● **Work instruction**
According to the article on the album Tango Distinto, who plays the bandoneon?

● **Extracted text**
== == ==
= Tango Distinto =

Tango Distinto is a solo album by the trombonist Achilles Liarmakopoulos of Astor Piazolla's music.

This album is the first to appear with Piazzolla's music played by solo trombone.

With ten popular compositions it showcases the combination of the trombone with a number of different instruments and in the context of different moods that underline the composer's romantic, erotic, passionate, nostalgic, imaginative and always generously warm-spirited music.

== Musicians ==
- Achilles Liarmakopoulos - trombone
- Hector Del Curto - bandoneon
- Octavio Brunetti - piano
- Pedro Giraudo - bass
- Simon Powis - guitar
- Ian Rosenbaum - marimba
- Robert Thompson - piano
- Samuel Adams - bass
- Edson Schein - Violin
- Jiyun Han - violin
- Raul Garcia - Viola
- Arnold Choi - cello

==Track listing==
1. "Michelangelo"
== == ==
[Saved entries]

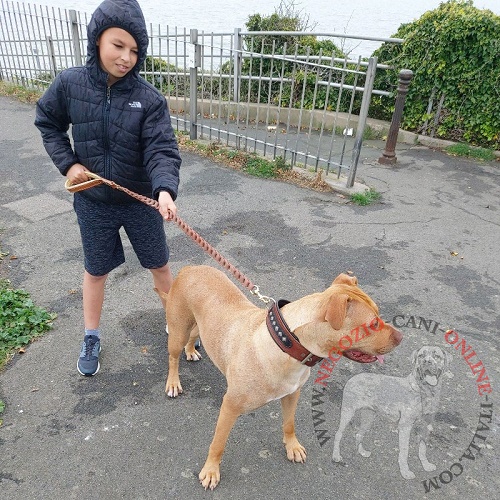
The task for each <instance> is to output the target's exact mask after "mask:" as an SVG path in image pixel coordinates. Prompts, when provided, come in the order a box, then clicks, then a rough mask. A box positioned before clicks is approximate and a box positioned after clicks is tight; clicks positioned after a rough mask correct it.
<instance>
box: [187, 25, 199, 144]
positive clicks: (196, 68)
mask: <svg viewBox="0 0 500 500" xmlns="http://www.w3.org/2000/svg"><path fill="white" fill-rule="evenodd" d="M189 35H190V37H189V38H190V40H189V41H190V42H191V45H190V46H189V121H190V125H189V138H190V139H191V140H196V139H198V125H197V123H196V122H197V119H196V117H197V116H198V101H197V99H198V68H199V67H200V66H201V46H200V45H199V44H198V30H197V29H191V30H190V32H189Z"/></svg>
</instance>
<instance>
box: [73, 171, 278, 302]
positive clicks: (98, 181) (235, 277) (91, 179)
mask: <svg viewBox="0 0 500 500" xmlns="http://www.w3.org/2000/svg"><path fill="white" fill-rule="evenodd" d="M86 173H87V176H88V177H89V178H90V180H88V181H86V182H81V183H79V184H72V183H71V181H70V180H69V179H68V180H67V181H66V184H65V186H64V187H65V188H66V189H67V190H68V191H69V192H70V193H76V192H78V191H83V190H85V189H89V188H92V187H94V186H98V185H100V184H106V186H109V187H111V188H113V189H118V190H119V191H123V192H124V193H126V194H128V195H129V196H131V197H132V198H135V199H136V200H138V201H140V202H142V203H145V204H146V205H149V206H150V207H153V208H154V209H156V210H159V209H160V205H159V203H158V202H157V201H156V200H153V199H151V198H148V197H147V196H143V195H141V194H138V193H134V192H133V191H130V189H127V188H125V187H123V186H120V185H119V184H116V182H113V181H110V180H108V179H105V178H103V177H101V176H99V175H97V174H94V173H93V172H86ZM172 220H173V221H174V222H175V223H176V224H177V225H178V226H179V227H180V228H181V229H182V230H183V231H184V232H185V233H186V234H187V235H188V236H189V237H190V238H191V239H192V240H193V241H194V242H195V243H197V244H198V245H199V246H200V247H201V248H203V250H204V251H205V252H207V253H208V254H209V255H210V256H211V257H212V258H213V259H215V260H216V261H217V262H218V263H219V264H220V265H221V266H222V267H224V268H225V269H227V270H228V271H230V272H231V274H232V275H233V276H234V277H235V278H236V279H237V280H238V281H239V282H240V283H241V284H242V285H243V286H244V287H246V288H248V290H250V293H251V294H252V295H255V296H256V297H257V298H259V299H260V300H262V301H263V302H265V303H266V304H268V303H269V302H271V301H273V299H271V298H270V297H267V296H265V295H261V293H260V291H259V287H258V286H257V285H254V284H253V283H252V282H251V281H250V280H249V279H248V278H247V277H246V276H245V275H244V274H243V273H242V272H241V271H239V270H238V269H237V268H236V267H235V266H233V264H231V263H230V262H229V261H228V260H227V259H226V258H225V257H224V256H223V255H221V254H220V253H219V252H218V251H217V250H216V249H215V248H214V247H213V246H212V245H210V243H208V241H206V240H205V239H203V238H202V237H201V236H200V235H199V234H198V233H197V232H196V231H195V230H194V229H192V228H191V227H189V226H188V225H187V224H186V223H185V222H184V221H183V220H182V219H181V218H180V217H179V216H178V215H176V216H175V217H174V218H173V219H172Z"/></svg>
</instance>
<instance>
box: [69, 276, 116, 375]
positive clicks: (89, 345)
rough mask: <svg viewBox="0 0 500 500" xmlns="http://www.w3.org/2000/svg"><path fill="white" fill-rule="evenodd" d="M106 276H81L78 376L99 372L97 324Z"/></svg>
mask: <svg viewBox="0 0 500 500" xmlns="http://www.w3.org/2000/svg"><path fill="white" fill-rule="evenodd" d="M107 277H108V275H107V274H105V275H103V276H93V275H92V274H89V273H88V272H87V271H85V273H84V275H83V320H84V322H85V337H84V340H83V343H82V347H81V350H80V355H79V357H78V362H77V365H76V367H77V369H78V372H79V373H80V375H84V376H86V377H91V376H93V375H95V374H96V373H97V372H98V371H99V367H100V364H99V352H100V350H101V342H100V340H99V337H100V335H99V322H100V320H101V312H102V304H103V302H104V285H105V284H106V278H107Z"/></svg>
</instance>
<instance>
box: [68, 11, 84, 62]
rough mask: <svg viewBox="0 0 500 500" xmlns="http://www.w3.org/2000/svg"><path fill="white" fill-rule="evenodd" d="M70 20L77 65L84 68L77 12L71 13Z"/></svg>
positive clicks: (72, 36)
mask: <svg viewBox="0 0 500 500" xmlns="http://www.w3.org/2000/svg"><path fill="white" fill-rule="evenodd" d="M69 18H70V20H71V35H72V36H71V38H72V39H73V52H74V55H75V65H76V66H82V64H83V61H82V50H81V43H80V31H79V30H78V18H77V16H76V10H70V11H69Z"/></svg>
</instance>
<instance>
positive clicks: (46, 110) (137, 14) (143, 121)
mask: <svg viewBox="0 0 500 500" xmlns="http://www.w3.org/2000/svg"><path fill="white" fill-rule="evenodd" d="M111 27H118V28H122V29H124V30H126V31H127V32H129V33H130V34H131V35H132V36H133V37H134V39H135V40H136V42H137V46H138V49H139V53H138V60H137V64H136V65H135V67H134V68H133V69H132V70H131V71H130V72H129V73H128V74H127V75H125V76H124V77H123V78H121V79H120V80H118V81H117V82H116V83H115V84H114V85H112V86H111V87H108V86H107V77H108V75H107V73H105V72H104V71H103V70H102V69H101V67H100V64H99V56H98V52H97V46H96V41H97V38H98V37H99V35H100V34H101V33H102V32H103V31H104V30H106V29H108V28H111ZM147 47H148V35H147V30H146V23H145V21H144V16H143V14H142V11H141V9H140V7H139V4H138V3H137V2H136V1H135V0H105V1H104V2H103V3H102V4H101V5H100V6H99V7H98V8H97V9H96V11H95V12H94V14H93V15H92V19H91V21H90V23H89V26H88V49H87V50H88V53H87V62H86V65H85V66H84V67H75V68H70V69H66V70H64V71H62V72H61V73H60V74H59V75H58V76H57V77H56V79H55V80H54V82H53V83H52V85H51V86H50V87H49V89H48V90H47V91H46V92H45V94H44V95H43V96H42V98H41V99H40V100H39V101H38V104H37V110H36V120H35V125H36V126H37V127H38V128H39V130H40V131H41V133H42V137H43V143H44V146H45V149H46V150H47V152H48V154H49V155H50V157H51V158H52V161H53V162H54V164H55V165H56V166H57V168H58V169H59V170H60V171H61V173H62V174H63V175H66V172H67V171H68V169H69V168H70V167H71V166H72V165H74V164H75V163H81V164H82V165H84V166H85V167H86V168H88V169H89V170H90V171H91V172H95V173H97V174H99V175H101V176H103V177H105V178H107V179H111V180H113V181H115V182H116V183H118V184H120V185H122V186H125V187H127V188H129V189H131V190H132V191H135V192H138V193H140V194H143V195H145V196H153V197H155V198H157V196H158V193H159V192H160V191H168V192H169V193H170V194H171V196H172V198H173V199H174V200H175V198H176V197H177V189H178V185H179V167H180V164H181V159H180V156H179V151H178V148H177V141H176V139H175V135H174V132H173V129H172V125H171V122H170V115H169V112H168V107H167V103H166V101H165V98H164V97H163V96H162V95H161V94H160V93H159V92H158V91H157V90H156V89H155V88H154V87H153V86H152V85H150V84H149V83H147V82H146V81H145V80H144V79H143V78H141V77H140V76H139V68H140V67H141V64H142V63H143V62H144V60H145V58H146V51H147ZM70 124H71V125H72V131H71V135H72V138H73V147H72V146H71V142H70V139H69V136H68V133H67V132H68V130H69V125H70ZM82 194H84V195H85V196H87V197H89V198H93V199H97V200H100V201H104V202H107V203H118V204H128V203H133V202H134V199H133V198H131V197H130V196H128V195H126V194H125V193H122V192H120V191H116V190H112V189H111V188H109V187H107V186H98V187H96V188H92V189H89V190H86V191H82Z"/></svg>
== == ==
● **Answer to this problem**
Hector Del Curto